Task requirements ::
Lines before the one containing "[indicate] the maroon" are excluded; retype that line and all remaining lines of the material exactly.

** Start Input material **

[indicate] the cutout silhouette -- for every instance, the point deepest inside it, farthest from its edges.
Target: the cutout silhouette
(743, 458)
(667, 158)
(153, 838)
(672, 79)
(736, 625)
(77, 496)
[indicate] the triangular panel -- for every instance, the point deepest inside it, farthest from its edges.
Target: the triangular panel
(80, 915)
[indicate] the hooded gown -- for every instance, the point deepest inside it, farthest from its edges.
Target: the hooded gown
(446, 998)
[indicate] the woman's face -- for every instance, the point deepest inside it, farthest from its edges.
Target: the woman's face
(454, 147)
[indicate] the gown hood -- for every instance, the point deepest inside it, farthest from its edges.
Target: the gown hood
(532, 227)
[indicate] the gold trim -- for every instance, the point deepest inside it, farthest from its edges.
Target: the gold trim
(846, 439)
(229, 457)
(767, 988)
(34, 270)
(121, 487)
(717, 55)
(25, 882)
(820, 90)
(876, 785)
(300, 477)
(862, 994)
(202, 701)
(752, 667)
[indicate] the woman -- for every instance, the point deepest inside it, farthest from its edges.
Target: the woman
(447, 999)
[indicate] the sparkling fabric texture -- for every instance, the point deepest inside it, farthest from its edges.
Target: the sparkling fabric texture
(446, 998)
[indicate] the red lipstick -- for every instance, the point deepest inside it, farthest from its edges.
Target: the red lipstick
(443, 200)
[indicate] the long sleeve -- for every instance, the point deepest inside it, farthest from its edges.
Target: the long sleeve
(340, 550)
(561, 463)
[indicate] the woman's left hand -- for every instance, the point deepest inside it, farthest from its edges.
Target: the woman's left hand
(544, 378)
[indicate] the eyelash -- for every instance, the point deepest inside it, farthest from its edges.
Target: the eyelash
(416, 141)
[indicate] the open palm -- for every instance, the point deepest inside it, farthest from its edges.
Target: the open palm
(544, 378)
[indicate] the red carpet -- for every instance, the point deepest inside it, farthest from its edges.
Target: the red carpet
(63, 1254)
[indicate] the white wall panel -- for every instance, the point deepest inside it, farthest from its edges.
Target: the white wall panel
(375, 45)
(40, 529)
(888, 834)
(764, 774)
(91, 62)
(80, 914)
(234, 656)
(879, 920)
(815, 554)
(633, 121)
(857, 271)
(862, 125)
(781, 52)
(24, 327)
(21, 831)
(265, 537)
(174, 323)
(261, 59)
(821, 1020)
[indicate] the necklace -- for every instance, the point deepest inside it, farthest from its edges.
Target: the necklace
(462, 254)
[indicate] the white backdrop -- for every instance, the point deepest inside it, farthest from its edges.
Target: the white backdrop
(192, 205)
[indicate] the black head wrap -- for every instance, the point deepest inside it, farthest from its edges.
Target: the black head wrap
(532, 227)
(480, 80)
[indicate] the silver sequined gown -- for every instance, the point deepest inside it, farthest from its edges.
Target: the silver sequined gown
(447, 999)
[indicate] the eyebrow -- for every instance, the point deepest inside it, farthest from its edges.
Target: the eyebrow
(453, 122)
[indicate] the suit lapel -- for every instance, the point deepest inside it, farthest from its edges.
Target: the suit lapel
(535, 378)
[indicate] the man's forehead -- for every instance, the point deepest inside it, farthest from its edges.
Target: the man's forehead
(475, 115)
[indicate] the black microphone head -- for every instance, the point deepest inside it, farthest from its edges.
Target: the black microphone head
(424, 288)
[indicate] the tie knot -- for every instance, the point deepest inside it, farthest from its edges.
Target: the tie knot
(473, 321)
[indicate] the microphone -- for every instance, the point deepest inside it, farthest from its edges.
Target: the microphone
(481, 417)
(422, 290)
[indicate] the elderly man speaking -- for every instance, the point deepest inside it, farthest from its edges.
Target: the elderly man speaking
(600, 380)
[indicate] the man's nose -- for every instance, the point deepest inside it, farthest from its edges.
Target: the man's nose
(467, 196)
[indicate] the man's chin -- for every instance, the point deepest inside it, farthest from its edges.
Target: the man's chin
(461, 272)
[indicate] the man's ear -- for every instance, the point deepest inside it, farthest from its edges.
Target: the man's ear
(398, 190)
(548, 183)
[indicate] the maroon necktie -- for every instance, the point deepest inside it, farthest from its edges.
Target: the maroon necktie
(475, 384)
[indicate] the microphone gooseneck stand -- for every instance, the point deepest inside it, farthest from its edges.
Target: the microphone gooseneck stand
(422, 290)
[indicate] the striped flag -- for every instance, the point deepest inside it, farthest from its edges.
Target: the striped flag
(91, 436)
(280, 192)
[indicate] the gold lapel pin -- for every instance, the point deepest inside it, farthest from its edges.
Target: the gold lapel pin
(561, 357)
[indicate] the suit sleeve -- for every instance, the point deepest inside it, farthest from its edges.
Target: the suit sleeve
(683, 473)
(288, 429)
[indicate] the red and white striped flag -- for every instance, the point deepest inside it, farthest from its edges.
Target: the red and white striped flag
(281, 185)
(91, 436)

** End Input material **

Expected output ::
[indicate] the maroon necktie -- for every instance, the point deepest inside it, farthest from its edges.
Target: the maroon necktie
(475, 384)
[indicate] the microphone gooseneck stand -- for every instance, the point deepest inside it, farthest from its edges.
Target: the microphone gooseneck stand
(422, 290)
[indicate] the striped flag -- for every instance, the point deepest inside it, farthest from its edges.
Target: the striped flag
(91, 436)
(280, 192)
[indicate] the gold lapel pin -- for every instance, the point deepest inside it, farthest from its edges.
Target: the gold lapel pin
(561, 357)
[indicate] the suit sleeve -- for every instance, the point deepest inside it, farthest from its edges.
Target: the suit sleeve
(683, 473)
(288, 429)
[indicate] the red and white striped flag -- for every instance, the point deepest inside it, farthest from its edges.
Target: the red and white striped flag
(281, 185)
(91, 436)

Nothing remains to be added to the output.